Grace was truly the love of his life. “A man,” Coolidge wrote, “who has the companionship of a lovely and gracious woman enjoys the supreme blessing that life can give. And no citizen of the United States knows the truth of this statement more than I.”[vii] He would always want Grace by his side. As a companion, with her friendly, outgoing personality, she compensated for his silent reserve. “We thought we were made for each other,” he observed. “For almost a quarter of a century she has borne with my infirmities, and I have rejoiced in her graces.”[viii] The family made their home in a rented duplex at 21 Massasoit Street.
Their first child, who they called John, arrived on September 7, 1906. He would live a long and productive life, dying in May of 2000. A second child, Calvin, Jr., came on April 13, 1908. This child, who resembled his father both in looks and in his ways, would die tragically in July of 1924 at the beginning of the presidential election campaign. His death, as only a child’s death can, took a heavy toll on Coolidge, and for a time, Melancholy marked him for her own. “When he went,” he sadly wrote, “the power and the glory of the Presidency went with him.”[ix] Less than two years later, he lost his elderly father as well.

Excerpts of bounding box data:
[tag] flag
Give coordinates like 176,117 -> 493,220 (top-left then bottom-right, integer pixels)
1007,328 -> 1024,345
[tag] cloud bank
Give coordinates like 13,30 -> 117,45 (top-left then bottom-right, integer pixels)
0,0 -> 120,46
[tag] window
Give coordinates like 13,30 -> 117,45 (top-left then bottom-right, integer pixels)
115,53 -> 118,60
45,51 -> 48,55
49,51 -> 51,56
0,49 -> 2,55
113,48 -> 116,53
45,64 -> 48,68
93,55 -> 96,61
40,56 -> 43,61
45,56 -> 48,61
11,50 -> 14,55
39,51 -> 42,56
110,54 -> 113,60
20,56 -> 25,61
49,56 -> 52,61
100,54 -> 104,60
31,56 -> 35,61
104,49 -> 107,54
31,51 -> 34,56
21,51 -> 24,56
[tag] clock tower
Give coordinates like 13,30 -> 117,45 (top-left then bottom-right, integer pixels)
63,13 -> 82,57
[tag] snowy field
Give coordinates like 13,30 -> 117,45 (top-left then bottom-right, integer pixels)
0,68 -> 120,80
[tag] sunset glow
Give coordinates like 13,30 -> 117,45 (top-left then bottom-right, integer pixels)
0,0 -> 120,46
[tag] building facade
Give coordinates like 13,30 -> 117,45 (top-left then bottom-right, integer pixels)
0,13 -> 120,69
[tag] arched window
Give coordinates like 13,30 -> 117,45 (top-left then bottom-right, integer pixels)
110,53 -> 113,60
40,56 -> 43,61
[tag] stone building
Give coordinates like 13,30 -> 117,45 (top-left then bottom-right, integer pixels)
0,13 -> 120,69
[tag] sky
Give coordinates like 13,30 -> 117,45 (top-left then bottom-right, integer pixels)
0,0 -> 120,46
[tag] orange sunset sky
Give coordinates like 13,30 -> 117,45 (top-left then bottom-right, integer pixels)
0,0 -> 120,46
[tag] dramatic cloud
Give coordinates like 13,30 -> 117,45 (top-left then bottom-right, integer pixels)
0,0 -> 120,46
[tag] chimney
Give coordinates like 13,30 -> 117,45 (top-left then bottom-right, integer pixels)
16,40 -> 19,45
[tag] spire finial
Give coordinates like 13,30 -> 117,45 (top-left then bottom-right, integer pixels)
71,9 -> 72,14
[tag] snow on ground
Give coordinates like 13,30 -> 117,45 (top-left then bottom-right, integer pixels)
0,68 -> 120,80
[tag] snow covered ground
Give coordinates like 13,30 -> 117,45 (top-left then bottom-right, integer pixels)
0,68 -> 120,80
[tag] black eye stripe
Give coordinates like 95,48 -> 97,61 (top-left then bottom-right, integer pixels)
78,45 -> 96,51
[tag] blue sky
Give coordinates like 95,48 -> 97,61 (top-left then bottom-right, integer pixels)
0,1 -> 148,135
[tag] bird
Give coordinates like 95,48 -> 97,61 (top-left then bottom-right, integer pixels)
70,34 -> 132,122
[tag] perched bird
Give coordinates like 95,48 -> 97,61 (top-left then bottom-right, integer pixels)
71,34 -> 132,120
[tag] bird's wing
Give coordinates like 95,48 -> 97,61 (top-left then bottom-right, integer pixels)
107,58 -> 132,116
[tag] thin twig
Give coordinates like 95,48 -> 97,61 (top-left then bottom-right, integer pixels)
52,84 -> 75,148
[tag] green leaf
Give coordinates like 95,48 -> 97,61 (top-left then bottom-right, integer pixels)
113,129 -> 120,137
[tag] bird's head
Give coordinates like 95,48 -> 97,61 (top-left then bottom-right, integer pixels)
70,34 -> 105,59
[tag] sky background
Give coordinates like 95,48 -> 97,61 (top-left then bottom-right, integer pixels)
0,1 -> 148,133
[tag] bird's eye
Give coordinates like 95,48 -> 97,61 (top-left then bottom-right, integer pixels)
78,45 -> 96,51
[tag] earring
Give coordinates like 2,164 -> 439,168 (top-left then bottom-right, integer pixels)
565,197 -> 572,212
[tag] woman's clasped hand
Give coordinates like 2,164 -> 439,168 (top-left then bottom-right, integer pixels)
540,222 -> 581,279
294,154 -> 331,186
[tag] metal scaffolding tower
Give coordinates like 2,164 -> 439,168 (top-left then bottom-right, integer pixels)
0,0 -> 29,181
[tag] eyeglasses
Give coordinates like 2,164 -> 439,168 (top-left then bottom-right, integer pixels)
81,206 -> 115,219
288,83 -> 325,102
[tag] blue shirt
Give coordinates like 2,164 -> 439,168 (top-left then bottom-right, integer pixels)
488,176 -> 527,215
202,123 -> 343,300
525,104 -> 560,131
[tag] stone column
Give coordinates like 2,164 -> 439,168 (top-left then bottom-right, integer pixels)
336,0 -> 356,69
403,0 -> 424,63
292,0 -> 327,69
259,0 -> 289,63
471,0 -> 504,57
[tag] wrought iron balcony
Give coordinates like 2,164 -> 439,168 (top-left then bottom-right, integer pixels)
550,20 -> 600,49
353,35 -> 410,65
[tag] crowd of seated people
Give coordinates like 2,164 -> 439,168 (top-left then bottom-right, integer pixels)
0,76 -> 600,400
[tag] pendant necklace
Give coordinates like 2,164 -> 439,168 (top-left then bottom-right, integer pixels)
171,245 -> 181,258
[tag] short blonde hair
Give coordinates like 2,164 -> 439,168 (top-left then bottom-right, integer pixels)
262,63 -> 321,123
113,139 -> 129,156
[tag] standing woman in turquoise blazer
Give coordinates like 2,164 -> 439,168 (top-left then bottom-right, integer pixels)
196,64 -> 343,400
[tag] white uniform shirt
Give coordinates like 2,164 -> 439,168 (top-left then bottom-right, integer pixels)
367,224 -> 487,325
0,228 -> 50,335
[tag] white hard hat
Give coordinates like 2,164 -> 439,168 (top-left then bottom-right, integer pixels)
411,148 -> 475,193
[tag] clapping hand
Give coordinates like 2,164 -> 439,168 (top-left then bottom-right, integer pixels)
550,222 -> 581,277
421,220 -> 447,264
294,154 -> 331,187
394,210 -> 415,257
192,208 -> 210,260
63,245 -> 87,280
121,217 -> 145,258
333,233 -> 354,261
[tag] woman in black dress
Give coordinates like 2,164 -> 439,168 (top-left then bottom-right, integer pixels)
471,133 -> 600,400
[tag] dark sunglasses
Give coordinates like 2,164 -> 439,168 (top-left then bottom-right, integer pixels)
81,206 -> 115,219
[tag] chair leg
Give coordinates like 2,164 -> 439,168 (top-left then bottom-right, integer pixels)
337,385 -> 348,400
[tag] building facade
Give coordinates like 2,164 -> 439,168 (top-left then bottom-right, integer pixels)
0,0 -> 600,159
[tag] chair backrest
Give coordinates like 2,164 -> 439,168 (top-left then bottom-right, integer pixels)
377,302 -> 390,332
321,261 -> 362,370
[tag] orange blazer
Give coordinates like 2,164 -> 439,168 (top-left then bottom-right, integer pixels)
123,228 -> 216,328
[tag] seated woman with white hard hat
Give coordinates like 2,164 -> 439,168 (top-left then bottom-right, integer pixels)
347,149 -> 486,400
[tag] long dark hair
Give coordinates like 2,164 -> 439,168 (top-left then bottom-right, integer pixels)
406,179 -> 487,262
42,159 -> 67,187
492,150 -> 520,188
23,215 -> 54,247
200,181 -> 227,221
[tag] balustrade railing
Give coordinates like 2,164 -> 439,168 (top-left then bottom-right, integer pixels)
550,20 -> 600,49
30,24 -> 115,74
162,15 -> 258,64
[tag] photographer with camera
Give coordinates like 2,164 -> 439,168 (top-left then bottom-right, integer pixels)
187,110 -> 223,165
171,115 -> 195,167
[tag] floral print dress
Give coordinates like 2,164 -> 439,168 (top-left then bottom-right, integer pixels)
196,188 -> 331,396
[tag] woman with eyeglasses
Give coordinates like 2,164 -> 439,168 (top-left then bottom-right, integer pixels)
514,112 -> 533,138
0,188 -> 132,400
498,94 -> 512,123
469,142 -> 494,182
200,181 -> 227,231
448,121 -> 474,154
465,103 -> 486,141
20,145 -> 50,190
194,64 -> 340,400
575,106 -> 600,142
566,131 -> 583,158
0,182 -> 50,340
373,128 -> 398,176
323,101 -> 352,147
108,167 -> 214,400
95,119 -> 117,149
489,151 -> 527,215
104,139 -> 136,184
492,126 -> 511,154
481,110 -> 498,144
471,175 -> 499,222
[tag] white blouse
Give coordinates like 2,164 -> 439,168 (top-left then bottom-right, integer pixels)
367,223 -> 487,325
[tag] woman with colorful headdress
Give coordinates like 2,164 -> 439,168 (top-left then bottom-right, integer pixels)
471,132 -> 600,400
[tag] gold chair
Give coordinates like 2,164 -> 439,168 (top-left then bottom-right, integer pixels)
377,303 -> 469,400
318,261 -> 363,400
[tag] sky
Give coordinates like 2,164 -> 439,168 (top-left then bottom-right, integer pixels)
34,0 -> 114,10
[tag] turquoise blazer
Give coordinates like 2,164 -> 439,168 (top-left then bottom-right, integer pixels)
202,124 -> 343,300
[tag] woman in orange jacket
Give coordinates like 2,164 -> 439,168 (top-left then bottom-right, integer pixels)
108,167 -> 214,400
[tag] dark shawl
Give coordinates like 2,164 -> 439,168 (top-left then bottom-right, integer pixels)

-- WHAT YOU SHOULD DO --
Answer these questions using the passage about Coolidge's family.
1. At what address was the rented duplex where the family made their home?
2. On what date did the child called John arrive?
3. In what month and year did Calvin, Jr. die?
The material has no connection to the text about Coolidge and his family.

-- FINAL RESULT --
1. 21 Massasoit Street
2. September 7, 1906
3. July of 1924